• **Short problem**:
Omit the images. Copy each entry word for word.

• **Given entries**:
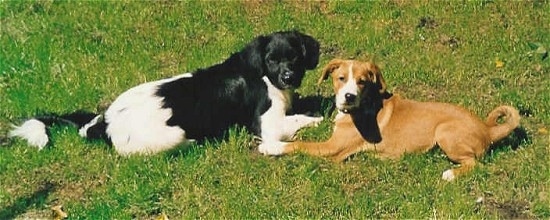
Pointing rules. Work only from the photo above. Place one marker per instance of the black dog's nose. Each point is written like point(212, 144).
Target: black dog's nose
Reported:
point(350, 97)
point(287, 76)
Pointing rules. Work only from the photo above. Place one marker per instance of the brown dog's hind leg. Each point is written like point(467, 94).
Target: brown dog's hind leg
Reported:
point(465, 167)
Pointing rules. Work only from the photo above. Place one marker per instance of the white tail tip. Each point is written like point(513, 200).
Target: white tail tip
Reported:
point(34, 131)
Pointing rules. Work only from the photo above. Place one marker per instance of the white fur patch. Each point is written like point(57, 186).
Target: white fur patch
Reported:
point(350, 87)
point(34, 131)
point(137, 121)
point(276, 126)
point(448, 175)
point(272, 121)
point(272, 148)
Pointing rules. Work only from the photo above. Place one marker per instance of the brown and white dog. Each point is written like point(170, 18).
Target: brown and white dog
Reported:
point(371, 119)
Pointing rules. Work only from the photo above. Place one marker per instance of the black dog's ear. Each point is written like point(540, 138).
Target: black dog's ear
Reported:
point(310, 50)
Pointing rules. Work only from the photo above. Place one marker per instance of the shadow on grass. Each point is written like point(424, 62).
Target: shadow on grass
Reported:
point(517, 138)
point(22, 204)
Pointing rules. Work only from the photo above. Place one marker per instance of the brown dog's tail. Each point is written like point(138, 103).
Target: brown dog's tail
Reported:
point(502, 121)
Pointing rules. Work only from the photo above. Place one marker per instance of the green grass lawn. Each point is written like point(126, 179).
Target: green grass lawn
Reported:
point(60, 56)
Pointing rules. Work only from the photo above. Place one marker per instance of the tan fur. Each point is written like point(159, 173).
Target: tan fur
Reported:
point(408, 126)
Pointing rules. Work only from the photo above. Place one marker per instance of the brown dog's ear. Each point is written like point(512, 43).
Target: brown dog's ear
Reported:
point(377, 77)
point(331, 66)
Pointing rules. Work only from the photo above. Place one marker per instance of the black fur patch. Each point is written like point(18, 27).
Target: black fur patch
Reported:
point(233, 92)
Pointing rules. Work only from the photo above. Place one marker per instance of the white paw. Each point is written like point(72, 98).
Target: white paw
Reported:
point(315, 121)
point(448, 175)
point(271, 148)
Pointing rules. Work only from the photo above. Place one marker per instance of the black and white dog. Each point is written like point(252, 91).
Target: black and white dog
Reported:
point(252, 88)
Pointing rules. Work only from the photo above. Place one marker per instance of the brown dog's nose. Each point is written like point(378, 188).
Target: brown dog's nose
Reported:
point(350, 97)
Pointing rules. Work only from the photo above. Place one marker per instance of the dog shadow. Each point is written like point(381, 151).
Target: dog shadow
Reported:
point(315, 105)
point(515, 140)
point(22, 204)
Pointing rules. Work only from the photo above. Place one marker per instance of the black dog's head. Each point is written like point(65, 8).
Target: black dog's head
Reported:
point(283, 57)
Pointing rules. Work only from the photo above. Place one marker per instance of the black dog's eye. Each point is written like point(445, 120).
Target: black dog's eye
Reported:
point(271, 60)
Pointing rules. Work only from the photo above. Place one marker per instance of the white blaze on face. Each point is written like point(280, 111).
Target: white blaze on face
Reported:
point(349, 87)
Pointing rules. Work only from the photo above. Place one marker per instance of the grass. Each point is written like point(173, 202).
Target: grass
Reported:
point(59, 56)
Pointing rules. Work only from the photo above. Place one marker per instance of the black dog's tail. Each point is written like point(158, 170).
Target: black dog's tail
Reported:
point(35, 130)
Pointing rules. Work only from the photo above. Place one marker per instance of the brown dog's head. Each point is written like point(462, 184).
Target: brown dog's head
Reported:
point(354, 83)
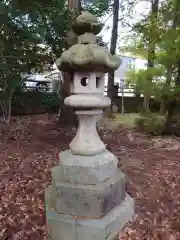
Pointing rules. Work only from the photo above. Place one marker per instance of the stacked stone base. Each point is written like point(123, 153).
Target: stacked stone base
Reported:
point(87, 199)
point(67, 227)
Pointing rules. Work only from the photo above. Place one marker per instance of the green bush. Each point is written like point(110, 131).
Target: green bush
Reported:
point(150, 124)
point(175, 125)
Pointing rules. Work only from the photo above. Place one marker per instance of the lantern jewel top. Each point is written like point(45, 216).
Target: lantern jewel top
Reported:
point(87, 55)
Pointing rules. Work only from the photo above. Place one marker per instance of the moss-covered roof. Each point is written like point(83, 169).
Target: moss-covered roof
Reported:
point(87, 56)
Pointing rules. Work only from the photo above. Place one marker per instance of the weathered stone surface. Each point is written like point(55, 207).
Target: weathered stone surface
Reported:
point(87, 169)
point(65, 227)
point(89, 200)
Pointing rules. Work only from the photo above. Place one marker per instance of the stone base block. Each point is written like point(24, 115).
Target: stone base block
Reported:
point(87, 169)
point(92, 201)
point(66, 227)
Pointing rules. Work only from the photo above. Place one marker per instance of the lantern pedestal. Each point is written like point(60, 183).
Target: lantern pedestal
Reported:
point(66, 227)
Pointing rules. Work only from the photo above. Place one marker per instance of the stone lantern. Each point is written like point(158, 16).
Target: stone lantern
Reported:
point(87, 199)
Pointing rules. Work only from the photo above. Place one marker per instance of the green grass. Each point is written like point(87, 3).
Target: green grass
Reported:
point(127, 120)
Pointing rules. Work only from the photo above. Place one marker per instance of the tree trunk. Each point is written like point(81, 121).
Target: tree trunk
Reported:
point(67, 115)
point(171, 106)
point(151, 47)
point(110, 87)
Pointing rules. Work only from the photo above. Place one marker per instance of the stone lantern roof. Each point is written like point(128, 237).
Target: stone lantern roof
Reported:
point(87, 55)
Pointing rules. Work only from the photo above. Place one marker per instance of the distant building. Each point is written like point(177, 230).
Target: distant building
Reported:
point(127, 64)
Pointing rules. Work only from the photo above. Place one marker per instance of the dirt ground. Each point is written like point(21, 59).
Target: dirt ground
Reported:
point(29, 148)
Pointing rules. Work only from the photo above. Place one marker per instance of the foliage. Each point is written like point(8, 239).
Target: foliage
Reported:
point(34, 102)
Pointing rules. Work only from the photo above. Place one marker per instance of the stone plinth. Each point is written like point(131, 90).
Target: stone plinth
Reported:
point(68, 227)
point(87, 199)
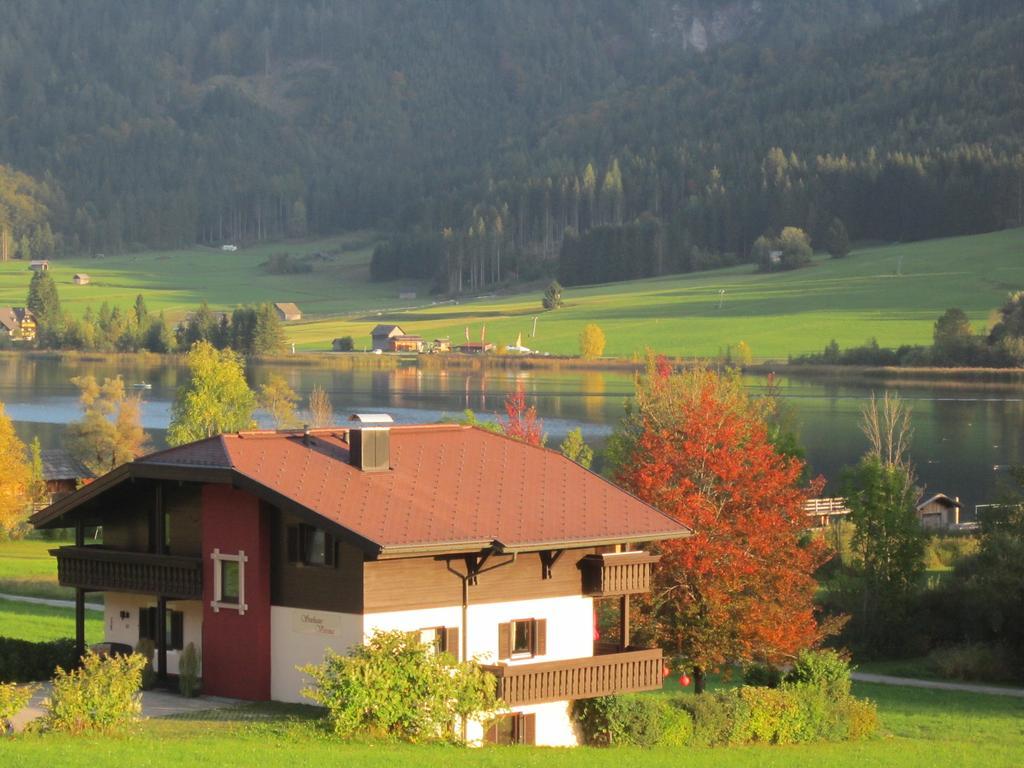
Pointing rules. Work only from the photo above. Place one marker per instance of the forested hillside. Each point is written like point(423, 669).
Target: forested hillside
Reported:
point(485, 131)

• **Answer in full**:
Pointing rules. Work only from the photo above. Place one marker per instance of the black dog's nose. Each point is written like point(212, 144).
Target: black dog's nose
Reported:
point(350, 97)
point(287, 76)
Pointing rules. Work only from the photo above. Place one marker per instance of the brown dog's hind leg. Each point is written like point(467, 94).
Target: brown dog's hind leg
Reported:
point(465, 167)
Pointing rules. Work only from the photo above. Place one marker per instance of the white tail tip. Each point is written like point(513, 200).
Target: white tail tip
Reported:
point(34, 131)
Pointing rules. Work only from the photo above. Place one marker per instance of the white fur patch. Each point is written like point(57, 186).
Target: white fur patch
Reported:
point(350, 87)
point(34, 131)
point(137, 121)
point(276, 126)
point(448, 175)
point(272, 121)
point(272, 148)
Pointing rules. Work only from the photo above. Place one marker per instance of the brown and white dog. Each point is written like point(170, 18).
Target: brown and white dog
Reported:
point(371, 119)
Pointing rules. Work only from the photo above. Place one marker per instance of the black dog's ear. Each point is written like point(540, 138).
Target: black dog's ear
Reported:
point(310, 50)
Pointing rules. Work only from the photo above. Place one marker per instance of the shadow on grass. Each point is written like point(424, 62).
Target: shadow on grass
Reported:
point(517, 138)
point(22, 204)
Pointing rules. Work only from the photo above. Place one marker per instance of the brown dog's tail. Each point is written like point(138, 103).
Target: brown dog's tail
Reported:
point(502, 121)
Pointing rules. Work only from the photo above. Place one marker per instance of the green grass lawn. Each point is written like point(126, 179).
Target: green grass lawn
Reported:
point(60, 56)
Pointing rules. Work only from the photo above. Place one marker per instance of the tan fur. Each point is written like point(159, 173).
Target: tan fur
Reported:
point(408, 126)
Pointing rules. Work only from the photo above. Place one marker per instance of the brown dog's ear. Each point is written like point(512, 43).
Target: brown dog's ear
Reported:
point(377, 77)
point(331, 66)
Pointing rules. Work only from the photo above. Place one marker per instance of the black fur patch. Each point is written like point(18, 27).
Target: black fur patch
Reported:
point(233, 92)
Pointing rules. Work only from the photo above. Place one marker per instance of the white paw. Each point is written like point(72, 98).
Target: white paw
Reported:
point(315, 121)
point(448, 175)
point(271, 148)
Pointing rules. Work only from the photo above. Place one marker per instance of the black and white dog. Each point is written like point(252, 91).
Target: black and white dog
Reported:
point(252, 88)
Pointing rules. Work only from the photo above. Place one marker per instance of the brown dog's nose. Each point is written like point(378, 188).
Target: brown dog's nose
Reported:
point(350, 97)
Pointing rules. Work only from the photo above. Place one marker per instance of the dog shadow. Each point is written like point(381, 151).
Target: dog shadow
Reported:
point(315, 105)
point(515, 140)
point(22, 204)
Pointing rules. Work only from the photo above. Place one marker per instance of the black dog's head. Each point is written like point(65, 8).
Target: black dog's head
Reported:
point(283, 57)
Pointing rules. Work only from the photo above. Place one marker per instance of the black dog's eye. Each point is written like point(445, 120).
Target: black dog's eye
Reported:
point(271, 60)
Pointing rules. Work only from the photo above. Place one marker per instance of the white blaze on face. Each point is written like point(280, 111).
Target: white blaze on face
Reported:
point(349, 87)
Pointing rules. Work only from the photo above. Place one marker per instance of the grass. Each point is written like point(173, 202).
Target: grass
Reported:
point(59, 56)
Pointing rules. Work only from the photo above. Place one marker per instance of the black dog's tail. Each point is written like point(158, 170).
Target: black dog's tail
Reported:
point(35, 130)
Pointing rules. Work only from the photo above. Place one marker per instance of the brown dog's head. Each point is written like point(462, 184).
Target: brown dog's head
Reported:
point(354, 83)
Pointing rules. Work only from the photo above. Place one marker per instance of the stacked stone base. Each point is written like point(123, 153).
Target: stacked stone base
Reported:
point(87, 199)
point(67, 227)
Pointing rules. Work only from the photo above. Place one marker per instance of the green bush. Each point is written like point(110, 131).
Target: green bush
Reported:
point(150, 124)
point(175, 125)
Pointing rules. Work only from the photo above. Place one marker per instance of the lantern jewel top. Each point is written like point(45, 216).
Target: lantern jewel top
Reported:
point(87, 55)
Pointing rules. Work only from the photo above. Place one marker per instance of the moss-covered roof. Each point is written like point(83, 169).
Target: moss-covered roof
Reported:
point(87, 56)
Pointing rules. Work only from the photo above. Place one marker per instance of the weathered stone surface. Each point is written like point(55, 207).
Target: weathered stone surface
Reported:
point(87, 169)
point(65, 227)
point(89, 200)
Pointing rules. Work only from the photo above. Place one marker per instance of the stone base block. Each point is written like point(24, 115).
Target: stone base block
Reported:
point(87, 169)
point(92, 201)
point(66, 227)
Pointing rules. Work only from the photo above. Place one marker per instance of the lantern pedestal. Each point is written like point(60, 183).
Target: lantern pedestal
Reported:
point(66, 227)
Pointing rules. Work only from the photo above. Place one marker per instance of the stone lantern. Each point is written like point(158, 16).
Target: stone lantern
Reported:
point(87, 199)
Pointing rules. Work only from the photo above. Place one marker per instance of the green grass. Each point is written like point(87, 3).
Target: green grass
Reported:
point(127, 120)
Pointing rules. Work only from the photo above. Place one marker per instance of the tree trunk. Each point is written like point(81, 121).
Target: tree trunk
Reported:
point(67, 115)
point(171, 106)
point(151, 47)
point(110, 87)
Pointing rules. Work only from the photo above. Place one marker per instance of the stone lantern roof. Each point is written like point(128, 237).
Target: stone lantern roof
Reported:
point(87, 55)
Pointing rules. Work only from the photo above. Place one marker per instance of the distant building. Each point is written like point(177, 230).
Target: distant building
Reported:
point(127, 64)
Pointing rules. Work only from the photo above. Place one marker per instance of the dirt ground. Each point is written like point(21, 59).
Target: dirt ground
Reported:
point(29, 148)
Pointing rules. Work only from the photo above. Place one marker per instance of the foliage. Each point is written like point(8, 239).
Target: foliage
Reported:
point(34, 102)
Pointing rules. Work only from the photo above. Place one marker per instance of the stone plinth. Each point is written like point(131, 90).
Target: stone plinth
Reported:
point(68, 227)
point(87, 199)
Pointing rules. Work only from the photo above. Place one marker per instance of the forested hillside. Each point is written like point(423, 669).
Target: forested hillside
Reported:
point(485, 131)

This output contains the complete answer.